## Prompt
Look through the entries below and say how many lines contain the string "stripe". Give the number only.

## Source data

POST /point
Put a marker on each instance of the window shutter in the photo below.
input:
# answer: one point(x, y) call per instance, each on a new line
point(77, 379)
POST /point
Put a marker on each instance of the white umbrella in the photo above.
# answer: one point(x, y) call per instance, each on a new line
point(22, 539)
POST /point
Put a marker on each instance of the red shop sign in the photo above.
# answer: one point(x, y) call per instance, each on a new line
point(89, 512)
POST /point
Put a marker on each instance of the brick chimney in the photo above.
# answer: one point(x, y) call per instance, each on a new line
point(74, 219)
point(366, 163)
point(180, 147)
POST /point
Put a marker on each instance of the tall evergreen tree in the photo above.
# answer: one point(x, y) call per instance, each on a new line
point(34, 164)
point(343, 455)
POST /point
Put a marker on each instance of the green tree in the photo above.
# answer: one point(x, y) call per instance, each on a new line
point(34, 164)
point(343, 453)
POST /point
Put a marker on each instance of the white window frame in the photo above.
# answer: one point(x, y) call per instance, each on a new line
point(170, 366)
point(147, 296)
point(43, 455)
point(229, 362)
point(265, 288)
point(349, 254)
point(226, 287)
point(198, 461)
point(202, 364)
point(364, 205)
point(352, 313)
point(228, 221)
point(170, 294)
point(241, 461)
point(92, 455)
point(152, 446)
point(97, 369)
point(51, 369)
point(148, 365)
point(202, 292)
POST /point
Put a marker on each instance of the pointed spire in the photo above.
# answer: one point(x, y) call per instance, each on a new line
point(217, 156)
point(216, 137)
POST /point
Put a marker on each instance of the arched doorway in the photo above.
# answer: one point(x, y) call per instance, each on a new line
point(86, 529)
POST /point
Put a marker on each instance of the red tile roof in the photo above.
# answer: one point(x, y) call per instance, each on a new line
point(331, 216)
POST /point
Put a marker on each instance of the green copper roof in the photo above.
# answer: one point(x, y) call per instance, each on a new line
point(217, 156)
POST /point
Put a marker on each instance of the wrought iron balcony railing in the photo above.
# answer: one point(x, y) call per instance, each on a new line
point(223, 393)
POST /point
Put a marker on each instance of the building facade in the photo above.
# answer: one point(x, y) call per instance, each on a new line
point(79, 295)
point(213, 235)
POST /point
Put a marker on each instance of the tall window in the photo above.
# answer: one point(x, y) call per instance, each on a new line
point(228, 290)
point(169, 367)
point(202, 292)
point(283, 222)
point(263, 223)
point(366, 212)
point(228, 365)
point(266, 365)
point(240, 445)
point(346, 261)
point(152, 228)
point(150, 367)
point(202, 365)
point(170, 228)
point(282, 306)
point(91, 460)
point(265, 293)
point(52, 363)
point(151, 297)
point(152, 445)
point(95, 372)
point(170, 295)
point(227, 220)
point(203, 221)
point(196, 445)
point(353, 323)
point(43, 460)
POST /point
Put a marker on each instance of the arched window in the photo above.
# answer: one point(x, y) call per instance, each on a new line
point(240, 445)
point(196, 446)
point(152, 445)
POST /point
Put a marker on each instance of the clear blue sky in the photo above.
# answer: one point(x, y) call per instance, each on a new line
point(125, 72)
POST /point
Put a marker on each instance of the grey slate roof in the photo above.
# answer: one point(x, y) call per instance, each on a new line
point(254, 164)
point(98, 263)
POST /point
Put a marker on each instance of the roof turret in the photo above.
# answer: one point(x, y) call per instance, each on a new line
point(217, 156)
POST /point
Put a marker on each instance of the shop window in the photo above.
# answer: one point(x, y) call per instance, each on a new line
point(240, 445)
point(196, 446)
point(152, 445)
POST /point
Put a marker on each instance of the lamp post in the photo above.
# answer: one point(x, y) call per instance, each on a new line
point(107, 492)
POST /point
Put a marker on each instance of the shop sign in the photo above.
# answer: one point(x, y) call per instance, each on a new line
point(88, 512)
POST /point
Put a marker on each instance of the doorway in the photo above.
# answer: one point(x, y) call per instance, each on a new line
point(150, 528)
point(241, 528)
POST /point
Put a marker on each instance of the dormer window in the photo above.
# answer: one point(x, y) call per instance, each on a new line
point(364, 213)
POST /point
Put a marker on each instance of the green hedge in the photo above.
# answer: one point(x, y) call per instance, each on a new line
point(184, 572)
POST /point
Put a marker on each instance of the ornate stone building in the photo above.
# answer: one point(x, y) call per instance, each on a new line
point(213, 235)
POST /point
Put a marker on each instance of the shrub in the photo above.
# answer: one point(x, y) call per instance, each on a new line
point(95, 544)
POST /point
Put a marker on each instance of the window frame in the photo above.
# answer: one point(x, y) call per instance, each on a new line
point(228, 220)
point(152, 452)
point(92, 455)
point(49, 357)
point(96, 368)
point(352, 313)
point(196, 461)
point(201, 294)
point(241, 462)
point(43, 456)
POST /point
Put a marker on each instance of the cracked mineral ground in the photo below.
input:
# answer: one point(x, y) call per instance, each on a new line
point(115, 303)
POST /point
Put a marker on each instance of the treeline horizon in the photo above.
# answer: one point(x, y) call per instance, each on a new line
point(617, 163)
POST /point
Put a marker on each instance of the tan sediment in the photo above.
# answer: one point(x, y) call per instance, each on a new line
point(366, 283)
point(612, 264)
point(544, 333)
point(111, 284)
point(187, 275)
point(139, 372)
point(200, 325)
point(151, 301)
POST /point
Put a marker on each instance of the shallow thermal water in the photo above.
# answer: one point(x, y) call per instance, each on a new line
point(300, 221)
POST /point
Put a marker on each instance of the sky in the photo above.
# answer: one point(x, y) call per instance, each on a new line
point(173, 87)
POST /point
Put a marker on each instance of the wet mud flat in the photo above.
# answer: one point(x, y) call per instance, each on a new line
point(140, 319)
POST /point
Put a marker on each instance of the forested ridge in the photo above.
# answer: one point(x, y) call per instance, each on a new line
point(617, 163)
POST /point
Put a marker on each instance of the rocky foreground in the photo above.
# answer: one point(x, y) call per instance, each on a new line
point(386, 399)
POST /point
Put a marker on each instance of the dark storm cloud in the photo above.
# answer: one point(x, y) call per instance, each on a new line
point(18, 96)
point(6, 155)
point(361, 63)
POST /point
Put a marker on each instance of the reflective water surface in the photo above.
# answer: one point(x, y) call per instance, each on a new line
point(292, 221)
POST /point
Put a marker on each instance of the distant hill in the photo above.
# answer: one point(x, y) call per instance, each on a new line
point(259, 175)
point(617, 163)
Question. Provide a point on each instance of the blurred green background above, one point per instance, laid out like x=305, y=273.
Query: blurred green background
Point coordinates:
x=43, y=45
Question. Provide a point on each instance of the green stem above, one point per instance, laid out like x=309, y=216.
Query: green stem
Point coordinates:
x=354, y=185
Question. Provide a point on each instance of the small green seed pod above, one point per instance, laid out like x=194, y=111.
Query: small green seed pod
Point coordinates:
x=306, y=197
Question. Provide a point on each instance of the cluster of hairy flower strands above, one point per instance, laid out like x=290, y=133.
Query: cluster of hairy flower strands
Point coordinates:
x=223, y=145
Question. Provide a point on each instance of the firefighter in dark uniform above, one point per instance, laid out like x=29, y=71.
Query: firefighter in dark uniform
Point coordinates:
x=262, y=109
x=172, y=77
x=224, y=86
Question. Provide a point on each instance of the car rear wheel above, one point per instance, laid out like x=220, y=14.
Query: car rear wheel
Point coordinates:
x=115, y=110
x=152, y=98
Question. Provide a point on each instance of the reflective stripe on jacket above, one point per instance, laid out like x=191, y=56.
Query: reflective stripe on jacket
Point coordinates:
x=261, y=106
==
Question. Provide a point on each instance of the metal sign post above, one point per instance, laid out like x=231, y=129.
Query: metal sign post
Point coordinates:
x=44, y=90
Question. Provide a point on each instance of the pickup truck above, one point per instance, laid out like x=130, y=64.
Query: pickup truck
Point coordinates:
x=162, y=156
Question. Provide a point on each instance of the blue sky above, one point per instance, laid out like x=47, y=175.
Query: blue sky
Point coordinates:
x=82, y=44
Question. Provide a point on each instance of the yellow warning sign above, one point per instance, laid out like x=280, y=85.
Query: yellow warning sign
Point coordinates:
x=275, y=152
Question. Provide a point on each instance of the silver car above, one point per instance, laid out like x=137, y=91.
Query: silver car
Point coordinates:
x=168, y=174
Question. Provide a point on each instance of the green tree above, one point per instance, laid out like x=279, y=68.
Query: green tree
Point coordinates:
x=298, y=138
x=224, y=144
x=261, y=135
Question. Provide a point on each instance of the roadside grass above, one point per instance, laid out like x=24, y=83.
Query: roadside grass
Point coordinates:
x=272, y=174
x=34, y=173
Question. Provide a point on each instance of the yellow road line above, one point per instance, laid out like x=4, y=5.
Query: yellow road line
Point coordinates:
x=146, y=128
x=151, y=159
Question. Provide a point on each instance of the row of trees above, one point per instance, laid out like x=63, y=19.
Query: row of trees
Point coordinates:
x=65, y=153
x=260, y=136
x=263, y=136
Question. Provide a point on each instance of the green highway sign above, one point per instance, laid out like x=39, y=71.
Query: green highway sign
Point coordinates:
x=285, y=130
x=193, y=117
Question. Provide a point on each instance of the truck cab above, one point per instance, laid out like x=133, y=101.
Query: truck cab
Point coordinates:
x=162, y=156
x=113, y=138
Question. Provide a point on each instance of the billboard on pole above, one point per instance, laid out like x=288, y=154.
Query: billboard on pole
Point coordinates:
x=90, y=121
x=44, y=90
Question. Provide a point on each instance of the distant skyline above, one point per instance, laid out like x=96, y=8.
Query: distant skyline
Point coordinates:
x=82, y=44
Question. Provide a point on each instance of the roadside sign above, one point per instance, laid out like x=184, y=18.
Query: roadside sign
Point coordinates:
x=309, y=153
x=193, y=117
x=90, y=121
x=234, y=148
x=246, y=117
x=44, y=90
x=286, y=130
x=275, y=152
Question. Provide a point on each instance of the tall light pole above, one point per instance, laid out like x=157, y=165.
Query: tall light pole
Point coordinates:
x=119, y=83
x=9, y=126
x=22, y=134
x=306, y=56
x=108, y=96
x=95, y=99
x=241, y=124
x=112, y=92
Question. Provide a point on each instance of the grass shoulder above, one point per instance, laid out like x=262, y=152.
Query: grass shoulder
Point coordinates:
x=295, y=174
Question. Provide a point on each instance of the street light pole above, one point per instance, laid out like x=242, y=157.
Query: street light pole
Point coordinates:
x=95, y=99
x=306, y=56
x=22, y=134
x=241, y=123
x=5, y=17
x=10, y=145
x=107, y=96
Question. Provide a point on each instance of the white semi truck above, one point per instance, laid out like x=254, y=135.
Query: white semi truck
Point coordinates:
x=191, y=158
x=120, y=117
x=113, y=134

## Task output
2